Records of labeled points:
▼
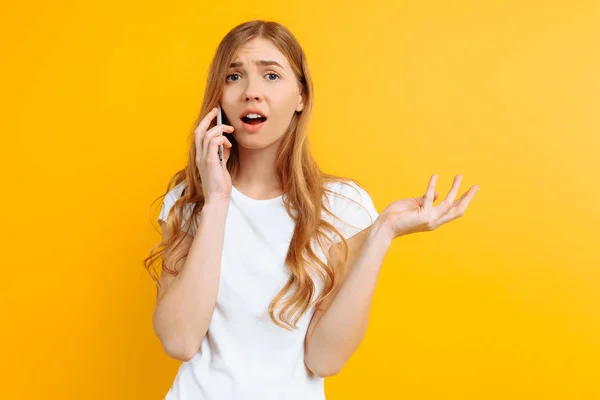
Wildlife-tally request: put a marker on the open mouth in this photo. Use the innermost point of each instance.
(254, 121)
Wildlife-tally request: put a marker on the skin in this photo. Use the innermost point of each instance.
(276, 92)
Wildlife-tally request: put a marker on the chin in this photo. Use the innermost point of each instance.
(256, 141)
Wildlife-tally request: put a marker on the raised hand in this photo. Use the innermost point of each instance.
(412, 215)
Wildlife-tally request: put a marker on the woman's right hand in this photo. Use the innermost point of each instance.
(216, 181)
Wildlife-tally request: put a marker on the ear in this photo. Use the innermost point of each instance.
(300, 105)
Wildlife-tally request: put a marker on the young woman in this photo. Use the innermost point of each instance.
(269, 264)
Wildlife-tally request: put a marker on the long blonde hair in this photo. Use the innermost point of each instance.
(304, 184)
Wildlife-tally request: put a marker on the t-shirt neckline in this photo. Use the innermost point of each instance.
(250, 200)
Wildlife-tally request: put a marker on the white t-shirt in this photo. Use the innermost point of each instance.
(244, 354)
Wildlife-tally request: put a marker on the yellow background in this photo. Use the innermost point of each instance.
(503, 303)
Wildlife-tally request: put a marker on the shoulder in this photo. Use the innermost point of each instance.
(170, 198)
(341, 192)
(352, 204)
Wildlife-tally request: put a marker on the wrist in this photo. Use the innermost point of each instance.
(380, 233)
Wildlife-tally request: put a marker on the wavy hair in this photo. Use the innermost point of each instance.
(304, 184)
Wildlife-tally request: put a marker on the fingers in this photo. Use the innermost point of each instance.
(428, 198)
(202, 127)
(213, 139)
(459, 206)
(445, 205)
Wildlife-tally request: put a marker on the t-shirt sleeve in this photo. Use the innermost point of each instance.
(168, 202)
(356, 217)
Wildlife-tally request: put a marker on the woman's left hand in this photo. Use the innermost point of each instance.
(412, 215)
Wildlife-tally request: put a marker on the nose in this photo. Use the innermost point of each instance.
(252, 92)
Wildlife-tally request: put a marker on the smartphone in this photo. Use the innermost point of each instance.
(219, 122)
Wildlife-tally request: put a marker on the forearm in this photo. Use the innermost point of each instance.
(342, 326)
(184, 312)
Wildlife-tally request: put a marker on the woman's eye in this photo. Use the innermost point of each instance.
(273, 74)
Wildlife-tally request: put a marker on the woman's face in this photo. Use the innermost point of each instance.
(260, 78)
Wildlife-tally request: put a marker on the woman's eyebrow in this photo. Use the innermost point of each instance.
(264, 63)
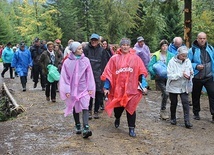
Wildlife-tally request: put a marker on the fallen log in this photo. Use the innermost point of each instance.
(17, 107)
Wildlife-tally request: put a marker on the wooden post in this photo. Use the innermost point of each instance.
(187, 22)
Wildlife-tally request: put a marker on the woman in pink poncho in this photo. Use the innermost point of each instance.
(76, 86)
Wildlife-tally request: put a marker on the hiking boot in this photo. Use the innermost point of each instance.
(164, 115)
(96, 115)
(196, 117)
(86, 132)
(188, 124)
(131, 132)
(90, 115)
(173, 121)
(78, 129)
(117, 122)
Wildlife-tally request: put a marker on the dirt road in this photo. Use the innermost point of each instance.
(42, 129)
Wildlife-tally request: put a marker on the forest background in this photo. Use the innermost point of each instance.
(23, 20)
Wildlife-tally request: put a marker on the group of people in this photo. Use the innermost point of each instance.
(88, 72)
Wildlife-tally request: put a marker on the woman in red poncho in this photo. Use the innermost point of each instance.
(121, 75)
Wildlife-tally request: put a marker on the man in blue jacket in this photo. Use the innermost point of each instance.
(202, 57)
(7, 56)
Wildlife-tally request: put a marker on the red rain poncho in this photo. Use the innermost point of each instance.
(123, 71)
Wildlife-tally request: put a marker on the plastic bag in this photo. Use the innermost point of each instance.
(160, 69)
(53, 74)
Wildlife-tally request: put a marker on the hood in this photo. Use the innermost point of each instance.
(73, 57)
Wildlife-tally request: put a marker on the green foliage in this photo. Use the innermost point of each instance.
(6, 33)
(112, 19)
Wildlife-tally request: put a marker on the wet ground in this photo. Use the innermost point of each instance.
(42, 129)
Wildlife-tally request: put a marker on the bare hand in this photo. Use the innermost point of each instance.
(200, 67)
(186, 76)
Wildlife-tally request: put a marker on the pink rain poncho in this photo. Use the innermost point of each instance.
(76, 79)
(123, 71)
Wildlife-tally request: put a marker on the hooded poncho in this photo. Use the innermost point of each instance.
(76, 79)
(123, 71)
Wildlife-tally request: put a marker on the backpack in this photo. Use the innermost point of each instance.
(193, 49)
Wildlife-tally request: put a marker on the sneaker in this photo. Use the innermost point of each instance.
(90, 115)
(96, 115)
(196, 117)
(86, 132)
(78, 129)
(164, 115)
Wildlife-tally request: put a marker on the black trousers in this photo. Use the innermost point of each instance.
(51, 89)
(174, 101)
(23, 80)
(6, 67)
(98, 101)
(196, 94)
(162, 85)
(131, 119)
(37, 71)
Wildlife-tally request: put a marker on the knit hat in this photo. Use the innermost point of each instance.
(73, 46)
(125, 41)
(162, 42)
(182, 50)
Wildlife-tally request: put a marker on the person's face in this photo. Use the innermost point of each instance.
(79, 51)
(105, 44)
(178, 44)
(164, 48)
(202, 39)
(125, 48)
(94, 42)
(22, 48)
(182, 56)
(141, 43)
(50, 47)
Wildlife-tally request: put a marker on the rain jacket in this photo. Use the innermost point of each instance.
(154, 59)
(77, 79)
(22, 61)
(195, 58)
(7, 55)
(176, 82)
(143, 53)
(98, 60)
(123, 71)
(173, 49)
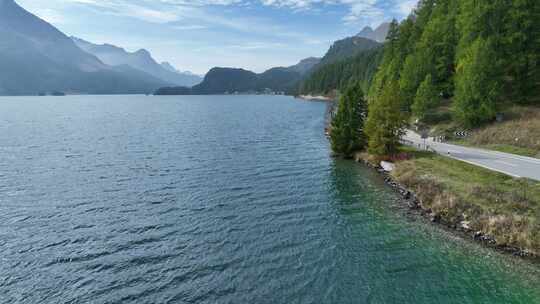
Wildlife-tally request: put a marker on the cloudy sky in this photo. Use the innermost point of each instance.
(196, 35)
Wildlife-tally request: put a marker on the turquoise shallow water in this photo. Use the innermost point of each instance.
(215, 199)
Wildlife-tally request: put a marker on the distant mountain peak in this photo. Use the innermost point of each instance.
(379, 34)
(141, 60)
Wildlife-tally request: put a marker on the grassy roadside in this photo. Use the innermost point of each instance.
(457, 193)
(519, 133)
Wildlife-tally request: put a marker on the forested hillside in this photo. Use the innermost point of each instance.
(337, 76)
(481, 55)
(458, 60)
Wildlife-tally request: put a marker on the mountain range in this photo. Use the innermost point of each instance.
(230, 80)
(280, 79)
(379, 34)
(142, 60)
(37, 58)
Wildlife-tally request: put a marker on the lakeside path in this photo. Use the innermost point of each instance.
(510, 164)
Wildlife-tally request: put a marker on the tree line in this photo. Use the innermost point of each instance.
(480, 55)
▲
Directions for this task:
Every record above should be written out again without change, except that the pictures are left out.

Written solution:
Wildlife-tally request: put a marker on the open mouth in this photo. Use the innermost point of each instance.
(254, 121)
Wildlife-tally request: put a marker on the skin in this photo. Use the innermost point of each instance.
(276, 92)
Wildlife-tally request: put a marker on the chin in this photo. Use the innermost point of each instance.
(256, 141)
Wildlife-tally request: put a marker on the raised hand in this photo. Use the innermost point of each instance.
(412, 215)
Wildlife-tally request: put a marker on the woman's right hand in this photo. Use the innermost point of each instance.
(216, 181)
Wildlife-tally request: put a marker on the ear in this photo. Use the innermost point of each instance.
(300, 105)
Wildlife-tally request: put a marker on the young woman in this photo. Use the innermost point of each instance.
(269, 264)
Wildlife-tally request: put a marker on the long blonde hair in this photo. Use the innermost point of each instance.
(304, 184)
Wildlife-tally request: put a marker on the t-shirt neckline in this photo. Use the innermost point of each instance.
(250, 200)
Wildlife-tally request: put a marker on the white t-shirt in this photo. Use the innermost point of each instance.
(244, 354)
Wildlife-tally request: put a marker on the yellow background in this photo. Use the innermost point of each instance.
(503, 303)
Wildlife-tally request: put a marker on the shoulder in this photo. Use the innermost point of each instance.
(170, 198)
(341, 192)
(352, 204)
Wildlife-tally request: put a marker on the wrist in this photo. Use the innermost point of each instance.
(380, 233)
Wildlife-tally request: put a marker on the wavy hair in this photo. Use the innermost point of each instance.
(304, 184)
Wildlife-tally request: put a marker on the fingers in this photo. Use the innermost point of each instance.
(428, 198)
(202, 127)
(213, 139)
(459, 206)
(445, 205)
Wildlife-tally request: put a marker on the t-shirt sleeve in this photo. Use the innermost point of each instance.
(168, 202)
(356, 217)
Wildlife-tally request: put a marker on the woman's left hand in this photo. Use the innermost point of each instance.
(412, 215)
Wildlife-tally request: put a marker on the nose in this photo. Use the innermost point of each instance.
(252, 92)
Wildlife-tally request: put a marker on the smartphone in this photo. Use the innermost point of each instance.
(219, 122)
Wildlife-tally request: put a marker on the forearm in this photo. Use the innermost point of each instance.
(342, 326)
(184, 312)
Wildlife-tally request: put a marker on the woman's eye in this photo. Use the innermost point of each instance.
(273, 74)
Wildlife-tally request: put a marker on the woman's face in this photo. Use the innermost point of each instance.
(260, 78)
Wildlife-tally request: put a marker on the woman's eyebrow in this photo. Use the innermost point of each instance.
(264, 63)
Wildlife-tally request: put a marker on the fallen log in this photo. Use the innermost point of each instance.
(17, 107)
Wildlife-tally request: put a marker on the wooden post in this photo. Use the innermost point of each instance.
(187, 22)
Wildlife-tally request: put a marker on the woman in pink poncho in this photo. Use the innermost point of each instance.
(76, 86)
Wildlife-tally request: put a marker on the hiking boot in this photo. Use the innermost point of each instance.
(164, 115)
(96, 115)
(196, 117)
(86, 132)
(188, 124)
(131, 132)
(90, 115)
(173, 121)
(78, 129)
(117, 122)
Wildlife-tally request: put a marker on the dirt road in this photo. Use the innermost point of each instance.
(42, 129)
Wildlife-tally request: put a marker on the forest background in this photo. Use the innermost point of each instance.
(23, 20)
Wildlife-tally request: put a marker on the group of people in this photo. Use the innermost point of each instance.
(88, 72)
Wildlife-tally request: put a marker on the woman in red poncho in this photo. Use the innermost point of each instance.
(121, 75)
Wildlife-tally request: put a marker on the man in blue jacket in this photo. Use the innermost point of each instance.
(202, 57)
(7, 56)
Wildlife-tally request: put a marker on the red rain poncho in this photo. Use the innermost point of each instance.
(123, 71)
Wildlife-tally request: put a marker on the plastic bag in this photo. Use the innermost point of each instance.
(160, 69)
(53, 74)
Wildlife-tally request: put a marker on the hood in this photo. Use the innermost point of each instance.
(73, 57)
Wildlife-tally request: put a marker on the green foliage in this photo. Use the innermost point of each instance.
(6, 33)
(112, 19)
Wildlife-tally request: put a marker on the wet ground in this photo. Use the innermost point of each instance.
(42, 129)
Wildlife-tally request: put a marker on the bare hand in this photo. Use the innermost point of each instance.
(200, 67)
(186, 76)
Wildlife-tally request: put a marker on the pink rain poncho in this photo. Use the innermost point of each instance.
(76, 79)
(123, 71)
Wildlife-tally request: put a marker on the hooded poncho in this photo. Use the innermost point of each instance.
(76, 79)
(123, 71)
Wildlife-tally request: put a marker on the backpack in this photo. Use the innermost point of each instance.
(193, 49)
Wildlife-tally request: put a marker on the sneaker in this photo. Use the innermost point of each instance.
(90, 115)
(96, 115)
(196, 117)
(86, 132)
(78, 129)
(164, 115)
Wildlife-tally request: put a marker on the black trousers in this photo. Use the innermost point of each instance.
(51, 89)
(174, 101)
(23, 80)
(6, 67)
(98, 101)
(196, 94)
(162, 85)
(131, 119)
(37, 71)
Wildlife-tally request: put a marker on the knit hat in this photo. Use the innermost point of each instance.
(73, 46)
(125, 41)
(162, 42)
(182, 50)
Wildlife-tally request: put a marker on the person's face in this photo. Use the innermost point of each instance.
(79, 51)
(105, 44)
(178, 44)
(164, 48)
(202, 39)
(125, 48)
(94, 42)
(22, 48)
(182, 56)
(141, 43)
(50, 47)
Wildlife-tally request: put a marker on the rain jacket in this photo. Use the innermost point of each instance.
(154, 59)
(77, 79)
(22, 61)
(195, 58)
(7, 55)
(176, 82)
(143, 53)
(98, 60)
(123, 71)
(173, 49)
Wildlife-tally request: put a marker on the cloudy sky in this photo. Use the innermost point of each instance.
(196, 35)
Wildlife-tally request: put a marker on the turquoise shallow water in this photo. Use the innermost point of each instance.
(215, 199)
Wildlife-tally request: put a marker on the distant mountain peak in this photo. Use the innermost point of each instance.
(379, 34)
(141, 60)
Wildlife-tally request: put a marker on the grassy roadside in this photo. Use the innermost point of each instance.
(457, 193)
(519, 133)
Wildlife-tally request: put a marker on the forested hillside in this photo. Use the innermost point of each instance.
(337, 76)
(481, 55)
(458, 60)
Wildlife-tally request: put a marker on the mountain range in this photo. Use the innermost point of each instance.
(230, 80)
(280, 79)
(379, 34)
(142, 60)
(37, 58)
Wildlife-tally request: put a marker on the lakeside path in this photo. Use the innermost point of each instance.
(510, 164)
Wildlife-tally request: put a marker on the tree line in this photo. Use the innermost point of each instance.
(480, 55)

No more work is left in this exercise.